___ Information supplied

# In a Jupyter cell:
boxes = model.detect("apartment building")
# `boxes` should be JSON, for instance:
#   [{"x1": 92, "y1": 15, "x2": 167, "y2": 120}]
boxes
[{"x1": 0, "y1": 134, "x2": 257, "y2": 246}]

______

All entries must be repeated verbatim.

• **Output below**:
# In a Jupyter cell:
boxes = model.detect("apartment building")
# `boxes` should be JSON, for instance:
#   [{"x1": 92, "y1": 15, "x2": 167, "y2": 120}]
boxes
[{"x1": 0, "y1": 134, "x2": 257, "y2": 246}]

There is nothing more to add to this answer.